> [INSTRUCTION]:
Copy the records below without any change, starting at the first line of the records and ending at the line that contains "285], [361, 210, 378, 300]]". Include both of those lines.

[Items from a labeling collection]
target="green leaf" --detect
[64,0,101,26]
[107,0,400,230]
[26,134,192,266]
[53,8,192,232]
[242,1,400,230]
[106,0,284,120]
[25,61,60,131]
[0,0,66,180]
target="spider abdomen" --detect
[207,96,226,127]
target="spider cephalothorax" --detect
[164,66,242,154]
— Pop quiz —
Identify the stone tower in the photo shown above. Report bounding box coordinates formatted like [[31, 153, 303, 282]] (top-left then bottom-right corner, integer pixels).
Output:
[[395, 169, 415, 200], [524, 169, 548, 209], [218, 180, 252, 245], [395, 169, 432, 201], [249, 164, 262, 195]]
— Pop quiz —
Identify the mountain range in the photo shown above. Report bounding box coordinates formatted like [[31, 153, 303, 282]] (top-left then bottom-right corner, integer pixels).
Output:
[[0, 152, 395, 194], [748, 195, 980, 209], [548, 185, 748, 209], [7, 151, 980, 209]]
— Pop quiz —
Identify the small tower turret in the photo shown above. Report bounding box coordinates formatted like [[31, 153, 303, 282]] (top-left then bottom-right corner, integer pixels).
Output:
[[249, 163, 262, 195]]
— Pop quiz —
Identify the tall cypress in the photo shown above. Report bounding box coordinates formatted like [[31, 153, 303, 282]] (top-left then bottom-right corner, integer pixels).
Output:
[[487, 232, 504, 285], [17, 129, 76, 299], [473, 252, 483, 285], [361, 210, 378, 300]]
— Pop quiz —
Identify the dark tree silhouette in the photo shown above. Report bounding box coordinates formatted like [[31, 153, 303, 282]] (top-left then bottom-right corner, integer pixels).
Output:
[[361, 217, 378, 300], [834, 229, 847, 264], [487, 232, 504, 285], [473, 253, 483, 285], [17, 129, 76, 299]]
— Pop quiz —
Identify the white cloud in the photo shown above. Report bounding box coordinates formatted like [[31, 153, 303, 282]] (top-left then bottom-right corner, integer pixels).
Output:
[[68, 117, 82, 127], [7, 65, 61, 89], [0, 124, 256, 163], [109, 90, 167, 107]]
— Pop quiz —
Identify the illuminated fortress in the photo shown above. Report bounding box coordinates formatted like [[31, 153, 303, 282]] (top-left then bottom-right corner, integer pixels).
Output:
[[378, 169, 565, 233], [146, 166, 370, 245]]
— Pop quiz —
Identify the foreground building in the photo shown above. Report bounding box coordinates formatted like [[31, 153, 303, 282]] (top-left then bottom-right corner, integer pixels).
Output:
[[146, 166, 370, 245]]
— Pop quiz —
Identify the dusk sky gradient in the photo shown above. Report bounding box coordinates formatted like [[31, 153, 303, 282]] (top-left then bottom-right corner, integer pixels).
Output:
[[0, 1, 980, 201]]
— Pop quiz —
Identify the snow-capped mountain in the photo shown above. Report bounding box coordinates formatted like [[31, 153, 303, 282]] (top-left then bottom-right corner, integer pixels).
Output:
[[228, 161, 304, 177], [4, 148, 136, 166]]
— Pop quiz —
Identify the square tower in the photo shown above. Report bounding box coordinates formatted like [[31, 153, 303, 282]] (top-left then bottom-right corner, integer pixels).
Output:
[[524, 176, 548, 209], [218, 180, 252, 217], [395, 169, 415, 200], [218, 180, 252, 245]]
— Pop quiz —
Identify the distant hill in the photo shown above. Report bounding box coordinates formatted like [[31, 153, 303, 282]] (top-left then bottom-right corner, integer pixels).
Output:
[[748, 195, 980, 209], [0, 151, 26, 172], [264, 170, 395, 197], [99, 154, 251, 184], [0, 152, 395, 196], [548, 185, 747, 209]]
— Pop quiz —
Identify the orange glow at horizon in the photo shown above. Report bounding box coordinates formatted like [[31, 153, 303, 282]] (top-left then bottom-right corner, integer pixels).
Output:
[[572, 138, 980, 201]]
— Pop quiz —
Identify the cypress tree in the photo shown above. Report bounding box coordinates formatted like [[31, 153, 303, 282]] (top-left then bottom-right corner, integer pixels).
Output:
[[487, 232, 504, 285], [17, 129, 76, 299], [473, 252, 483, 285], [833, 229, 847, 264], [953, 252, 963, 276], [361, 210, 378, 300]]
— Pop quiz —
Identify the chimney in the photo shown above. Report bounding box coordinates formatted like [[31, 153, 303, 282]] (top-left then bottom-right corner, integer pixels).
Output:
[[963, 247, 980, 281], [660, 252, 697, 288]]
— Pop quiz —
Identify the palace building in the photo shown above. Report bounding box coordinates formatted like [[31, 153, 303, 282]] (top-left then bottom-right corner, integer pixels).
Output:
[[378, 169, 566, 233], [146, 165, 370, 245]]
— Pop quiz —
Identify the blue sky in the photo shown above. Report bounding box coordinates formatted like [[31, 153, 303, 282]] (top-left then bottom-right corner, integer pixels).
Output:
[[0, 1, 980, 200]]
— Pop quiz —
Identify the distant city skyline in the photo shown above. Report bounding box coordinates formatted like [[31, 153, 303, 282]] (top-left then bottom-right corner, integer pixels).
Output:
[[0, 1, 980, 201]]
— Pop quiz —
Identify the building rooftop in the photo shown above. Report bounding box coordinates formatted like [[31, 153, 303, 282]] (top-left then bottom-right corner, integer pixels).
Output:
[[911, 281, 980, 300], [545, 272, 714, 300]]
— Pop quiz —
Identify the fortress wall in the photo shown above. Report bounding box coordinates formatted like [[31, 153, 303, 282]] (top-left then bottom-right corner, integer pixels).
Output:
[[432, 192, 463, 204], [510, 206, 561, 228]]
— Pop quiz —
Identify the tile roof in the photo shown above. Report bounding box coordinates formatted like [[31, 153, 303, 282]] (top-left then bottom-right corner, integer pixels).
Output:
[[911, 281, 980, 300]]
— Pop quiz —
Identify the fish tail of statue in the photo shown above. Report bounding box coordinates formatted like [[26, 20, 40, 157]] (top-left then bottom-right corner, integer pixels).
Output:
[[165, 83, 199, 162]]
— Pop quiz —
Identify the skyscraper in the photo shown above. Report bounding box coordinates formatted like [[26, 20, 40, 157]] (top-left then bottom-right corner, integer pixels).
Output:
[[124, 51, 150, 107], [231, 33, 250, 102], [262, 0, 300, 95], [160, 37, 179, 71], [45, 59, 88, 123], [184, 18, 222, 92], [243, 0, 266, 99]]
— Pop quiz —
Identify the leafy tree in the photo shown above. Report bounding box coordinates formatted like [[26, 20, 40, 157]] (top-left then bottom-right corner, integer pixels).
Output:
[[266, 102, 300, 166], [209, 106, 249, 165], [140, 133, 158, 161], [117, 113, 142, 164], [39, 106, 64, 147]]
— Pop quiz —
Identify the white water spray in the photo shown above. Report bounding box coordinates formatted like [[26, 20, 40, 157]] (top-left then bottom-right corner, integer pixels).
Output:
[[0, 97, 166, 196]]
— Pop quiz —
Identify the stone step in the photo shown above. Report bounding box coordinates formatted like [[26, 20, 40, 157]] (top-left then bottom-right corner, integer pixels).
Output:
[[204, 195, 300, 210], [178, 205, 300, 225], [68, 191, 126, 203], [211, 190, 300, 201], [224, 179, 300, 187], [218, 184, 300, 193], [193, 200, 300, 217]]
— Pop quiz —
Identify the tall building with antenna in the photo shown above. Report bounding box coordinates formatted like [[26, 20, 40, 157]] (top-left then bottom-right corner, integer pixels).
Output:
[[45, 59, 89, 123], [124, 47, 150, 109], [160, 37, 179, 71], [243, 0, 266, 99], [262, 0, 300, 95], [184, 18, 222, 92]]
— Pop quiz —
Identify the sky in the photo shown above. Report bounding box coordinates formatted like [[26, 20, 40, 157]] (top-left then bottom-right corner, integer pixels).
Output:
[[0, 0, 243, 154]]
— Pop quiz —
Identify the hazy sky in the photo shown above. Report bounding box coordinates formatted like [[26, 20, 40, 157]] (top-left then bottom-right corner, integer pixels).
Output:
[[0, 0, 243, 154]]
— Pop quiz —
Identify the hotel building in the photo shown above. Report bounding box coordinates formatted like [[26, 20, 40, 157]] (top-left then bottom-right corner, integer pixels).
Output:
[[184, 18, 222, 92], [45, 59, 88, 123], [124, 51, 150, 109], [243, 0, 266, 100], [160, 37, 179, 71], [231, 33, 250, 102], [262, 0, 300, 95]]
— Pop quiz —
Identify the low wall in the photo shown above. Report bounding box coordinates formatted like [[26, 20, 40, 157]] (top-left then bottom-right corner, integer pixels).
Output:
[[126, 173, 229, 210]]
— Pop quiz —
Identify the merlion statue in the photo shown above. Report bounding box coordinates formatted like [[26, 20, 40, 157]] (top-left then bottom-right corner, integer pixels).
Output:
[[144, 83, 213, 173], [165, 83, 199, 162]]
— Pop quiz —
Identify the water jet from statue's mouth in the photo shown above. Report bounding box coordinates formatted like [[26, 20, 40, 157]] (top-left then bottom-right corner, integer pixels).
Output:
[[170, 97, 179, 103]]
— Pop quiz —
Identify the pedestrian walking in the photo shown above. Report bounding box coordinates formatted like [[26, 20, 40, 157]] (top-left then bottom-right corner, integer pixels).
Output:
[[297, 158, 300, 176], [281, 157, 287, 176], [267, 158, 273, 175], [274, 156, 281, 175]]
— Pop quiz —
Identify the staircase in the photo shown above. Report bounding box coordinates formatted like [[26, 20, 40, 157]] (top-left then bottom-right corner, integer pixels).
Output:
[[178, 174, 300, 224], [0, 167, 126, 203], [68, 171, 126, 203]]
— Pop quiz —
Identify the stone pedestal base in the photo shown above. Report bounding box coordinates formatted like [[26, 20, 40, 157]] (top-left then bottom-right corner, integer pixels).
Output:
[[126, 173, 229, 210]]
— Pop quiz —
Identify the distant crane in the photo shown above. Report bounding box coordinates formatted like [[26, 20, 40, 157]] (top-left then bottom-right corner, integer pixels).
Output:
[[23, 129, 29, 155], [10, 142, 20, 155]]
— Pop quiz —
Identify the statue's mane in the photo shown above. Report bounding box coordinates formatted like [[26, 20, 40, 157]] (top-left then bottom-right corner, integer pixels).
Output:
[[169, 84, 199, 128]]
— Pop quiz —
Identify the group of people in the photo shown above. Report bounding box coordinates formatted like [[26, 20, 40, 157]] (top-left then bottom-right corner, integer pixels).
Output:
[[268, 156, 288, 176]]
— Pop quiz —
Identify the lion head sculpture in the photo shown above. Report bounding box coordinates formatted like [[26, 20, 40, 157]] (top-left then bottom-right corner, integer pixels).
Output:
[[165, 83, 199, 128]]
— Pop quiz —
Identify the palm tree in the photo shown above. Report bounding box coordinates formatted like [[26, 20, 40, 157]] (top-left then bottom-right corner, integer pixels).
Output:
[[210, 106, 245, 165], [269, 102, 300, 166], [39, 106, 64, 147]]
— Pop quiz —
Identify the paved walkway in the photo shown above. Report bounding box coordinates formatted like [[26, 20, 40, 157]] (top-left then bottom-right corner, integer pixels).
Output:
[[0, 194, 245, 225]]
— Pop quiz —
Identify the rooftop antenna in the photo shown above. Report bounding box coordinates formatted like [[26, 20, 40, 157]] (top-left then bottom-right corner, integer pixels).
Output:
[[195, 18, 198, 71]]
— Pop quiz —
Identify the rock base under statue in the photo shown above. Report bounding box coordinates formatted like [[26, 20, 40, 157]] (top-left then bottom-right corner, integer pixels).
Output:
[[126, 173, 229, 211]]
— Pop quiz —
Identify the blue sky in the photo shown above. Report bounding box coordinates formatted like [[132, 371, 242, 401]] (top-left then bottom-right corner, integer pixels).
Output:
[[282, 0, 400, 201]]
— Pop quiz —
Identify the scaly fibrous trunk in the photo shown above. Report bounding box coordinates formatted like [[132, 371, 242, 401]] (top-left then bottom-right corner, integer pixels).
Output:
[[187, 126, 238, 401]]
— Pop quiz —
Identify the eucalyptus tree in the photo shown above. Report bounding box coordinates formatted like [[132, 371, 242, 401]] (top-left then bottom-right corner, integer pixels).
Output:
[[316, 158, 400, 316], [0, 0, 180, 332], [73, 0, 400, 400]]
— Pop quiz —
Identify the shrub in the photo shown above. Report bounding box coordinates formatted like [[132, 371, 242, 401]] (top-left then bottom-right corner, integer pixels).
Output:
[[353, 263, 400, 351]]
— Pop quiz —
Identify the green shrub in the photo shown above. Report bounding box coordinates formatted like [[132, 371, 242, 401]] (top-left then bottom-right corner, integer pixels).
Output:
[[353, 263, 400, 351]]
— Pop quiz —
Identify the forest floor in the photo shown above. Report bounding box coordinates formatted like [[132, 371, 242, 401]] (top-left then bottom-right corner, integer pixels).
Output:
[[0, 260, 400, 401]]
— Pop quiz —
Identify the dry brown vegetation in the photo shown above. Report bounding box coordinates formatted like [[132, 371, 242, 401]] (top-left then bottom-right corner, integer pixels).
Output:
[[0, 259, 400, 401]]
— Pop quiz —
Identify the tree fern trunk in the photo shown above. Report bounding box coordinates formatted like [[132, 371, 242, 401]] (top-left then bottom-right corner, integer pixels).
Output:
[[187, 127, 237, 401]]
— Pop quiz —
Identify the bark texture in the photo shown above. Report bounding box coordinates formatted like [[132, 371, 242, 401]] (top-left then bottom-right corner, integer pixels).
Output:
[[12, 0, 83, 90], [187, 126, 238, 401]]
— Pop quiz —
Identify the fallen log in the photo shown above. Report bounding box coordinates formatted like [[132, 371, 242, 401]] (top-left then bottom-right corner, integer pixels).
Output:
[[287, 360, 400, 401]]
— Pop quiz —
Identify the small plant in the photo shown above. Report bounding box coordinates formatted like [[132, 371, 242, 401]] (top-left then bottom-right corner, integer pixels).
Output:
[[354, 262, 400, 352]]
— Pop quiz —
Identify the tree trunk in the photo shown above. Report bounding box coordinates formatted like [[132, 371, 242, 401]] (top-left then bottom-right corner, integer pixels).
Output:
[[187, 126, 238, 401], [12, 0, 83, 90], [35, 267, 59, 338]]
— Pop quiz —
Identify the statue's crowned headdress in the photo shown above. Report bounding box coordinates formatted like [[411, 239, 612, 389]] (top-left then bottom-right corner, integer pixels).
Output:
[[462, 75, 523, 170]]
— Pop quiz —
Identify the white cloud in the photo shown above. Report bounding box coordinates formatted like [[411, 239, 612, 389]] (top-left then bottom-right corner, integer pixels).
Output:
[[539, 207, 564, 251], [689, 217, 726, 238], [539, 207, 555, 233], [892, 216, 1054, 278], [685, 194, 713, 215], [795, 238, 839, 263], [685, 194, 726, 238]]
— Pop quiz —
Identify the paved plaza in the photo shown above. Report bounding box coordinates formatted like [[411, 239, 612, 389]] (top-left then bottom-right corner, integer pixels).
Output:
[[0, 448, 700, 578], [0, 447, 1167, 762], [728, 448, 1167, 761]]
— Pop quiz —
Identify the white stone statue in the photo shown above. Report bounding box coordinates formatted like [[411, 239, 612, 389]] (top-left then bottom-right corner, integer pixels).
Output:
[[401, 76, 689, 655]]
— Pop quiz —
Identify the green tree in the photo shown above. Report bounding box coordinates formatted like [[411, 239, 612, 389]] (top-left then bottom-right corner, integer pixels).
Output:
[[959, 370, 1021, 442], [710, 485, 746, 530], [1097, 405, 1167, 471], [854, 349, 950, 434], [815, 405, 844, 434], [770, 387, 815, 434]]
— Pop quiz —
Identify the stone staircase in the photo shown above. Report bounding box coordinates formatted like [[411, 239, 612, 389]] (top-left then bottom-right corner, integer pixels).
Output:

> [ANSWER TO THE EXERCISE]:
target="green leaf" --detect
[64,0,101,26]
[107,0,400,230]
[26,134,192,266]
[53,8,192,232]
[242,1,400,230]
[106,0,284,120]
[25,61,60,131]
[0,0,66,180]
target="spider abdomen" --detect
[207,96,226,127]
target="spider cephalothorax" --detect
[164,66,242,154]
— Pop quiz —
Identify the stone tower in the photo shown above. Report bounding box coordinates formatted like [[31, 153, 303, 282]] (top-left then bottom-right corner, integer pixels).
Output:
[[395, 169, 415, 200], [524, 169, 548, 209], [218, 180, 252, 245], [395, 169, 432, 201], [249, 164, 262, 195]]
— Pop quiz —
Identify the mountain range in the photo shown above. Report bounding box coordinates formatted like [[31, 153, 303, 282]] (top-left then bottom-right corner, integer pixels).
Output:
[[0, 152, 395, 194], [748, 195, 980, 209], [548, 185, 748, 209], [7, 151, 980, 209]]
— Pop quiz —
Identify the small tower turret in the photo shown above. Report bounding box coordinates formatted like [[31, 153, 303, 282]] (top-left then bottom-right corner, integer pixels).
Output:
[[249, 163, 262, 195]]
— Pop quiz —
Identify the tall cypress in the photo shown above. Report bounding box coordinates formatted like [[31, 153, 303, 282]] (top-left then bottom-right corner, integer pixels).
Output:
[[487, 232, 504, 285], [17, 129, 76, 299], [473, 252, 483, 285], [361, 210, 378, 300]]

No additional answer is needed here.